**OBJETIVO DEL EJERCICIO**: Reproduzca sin cambios el fragmento del texto sobre el diálogo entre Jesús y el doctor de la Ley, comenzando por "Un doctor de" y continuando hasta "hay que interpretarla.".

**SECCIÓN DEL TEXTO**:
Un doctor de la Ley se “levantó” y dijo a Jesús “para tentarle”: “¿Qué puedo hacer para heredar la vida eterna?” (Lc. 10, 7, 25). Parecen dos actitudes incompatibles: “tentar” al Maestro y querer “heredar la vida eterna”. Pero Jesús quiere aprovechar la ocasión, pues detrás de esa tentadora interrogación -una pregunta radical- puede esconderse un deseo sincero de verdad y mayor coherencia. La respuesta del Maestro hace cambiar los roles: el doctor se convierte de interrogador a interrogado: “¿Qué ha sido escrito en la Ley? ¿Cómo [la] lees?” (Lc. 10, 26), le responde Jesús. Estas dos preguntas parecen referirse la primera a lo que dice la Escritura y la segunda a cómo hay que interpretarla.
El escriba responde solo a la primera, aludiendo a dos textos de la Escritura: “Amarás al Señor tu Dios con todo tu corazón y con toda tu alma y con todas tus fuerzas y con toda tu mente [Dt 6, 5], y a tu prójimo como a ti mismo [Lv 19, 18]”. El Maestro lo elogia y le invita a practicar lo ya sabido. Pero el doctor quiere justificarse preguntando quién es su prójimo. La respuesta, una parábola, servirá para esclarecer la segunda pregunta del Maestro: ¿Cómo lees la Escritura? El amor a Dios es incuestionable, pero la práctica del amor al prójimo supone una toma de posición, que, a ojos del doctor, parece que va a ser cuestionada. Aun así, la pregunta está hecha, y el diálogo puede continuar.

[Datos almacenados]
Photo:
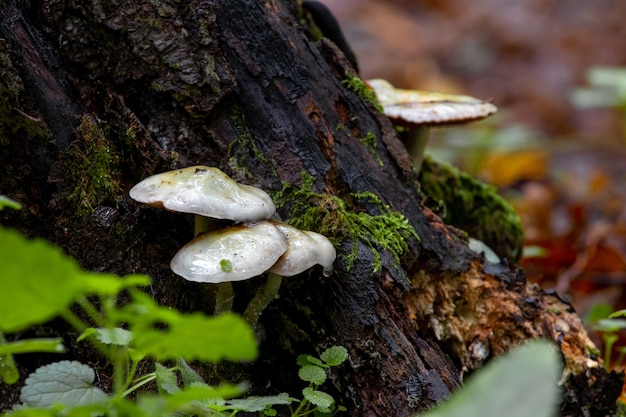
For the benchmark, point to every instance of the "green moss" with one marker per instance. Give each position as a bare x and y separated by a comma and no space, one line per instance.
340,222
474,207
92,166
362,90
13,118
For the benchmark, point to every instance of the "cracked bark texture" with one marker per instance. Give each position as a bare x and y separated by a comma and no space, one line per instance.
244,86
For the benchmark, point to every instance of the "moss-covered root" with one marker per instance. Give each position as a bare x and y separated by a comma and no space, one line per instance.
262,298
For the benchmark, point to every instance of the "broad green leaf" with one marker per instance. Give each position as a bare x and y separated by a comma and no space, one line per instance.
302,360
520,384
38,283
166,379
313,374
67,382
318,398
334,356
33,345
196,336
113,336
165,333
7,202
---
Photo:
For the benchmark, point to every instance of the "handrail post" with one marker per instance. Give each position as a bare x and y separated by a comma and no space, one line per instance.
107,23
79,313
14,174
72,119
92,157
--
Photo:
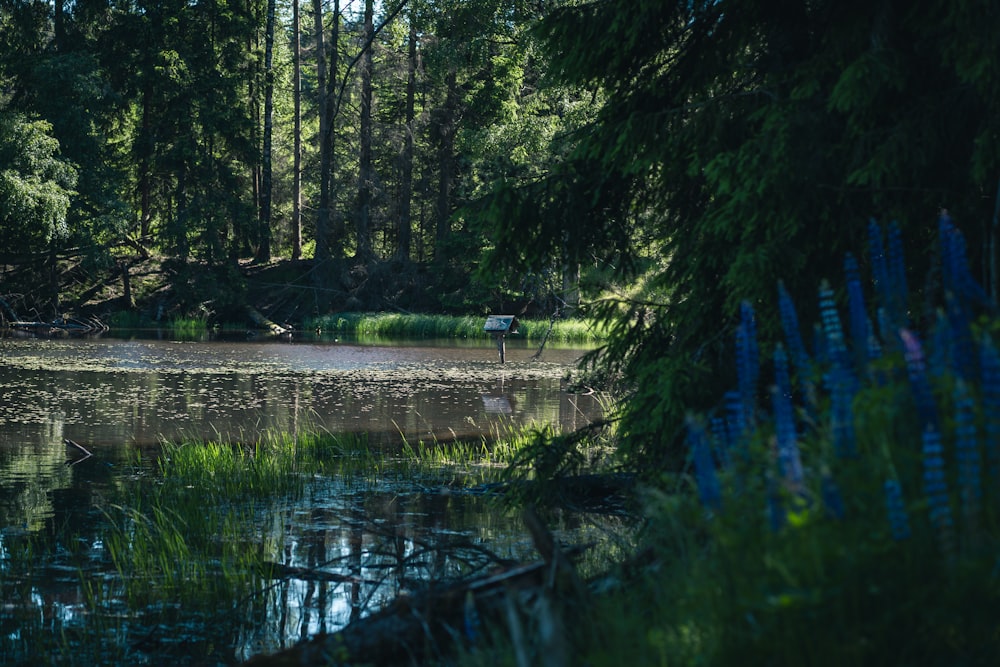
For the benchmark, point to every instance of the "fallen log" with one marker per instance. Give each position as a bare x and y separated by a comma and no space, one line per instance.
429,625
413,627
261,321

**RESPUESTA**:
Un doctor de la Ley se “levantó” y dijo a Jesús “para tentarle”: “¿Qué puedo hacer para heredar la vida eterna?” (Lc. 10, 7, 25). Parecen dos actitudes incompatibles: “tentar” al Maestro y querer “heredar la vida eterna”. Pero Jesús quiere aprovechar la ocasión, pues detrás de esa tentadora interrogación -una pregunta radical- puede esconderse un deseo sincero de verdad y mayor coherencia. La respuesta del Maestro hace cambiar los roles: el doctor se convierte de interrogador a interrogado: “¿Qué ha sido escrito en la Ley? ¿Cómo [la] lees?” (Lc. 10, 26), le responde Jesús. Estas dos preguntas parecen referirse la primera a lo que dice la Escritura y la segunda a cómo hay que interpretarla.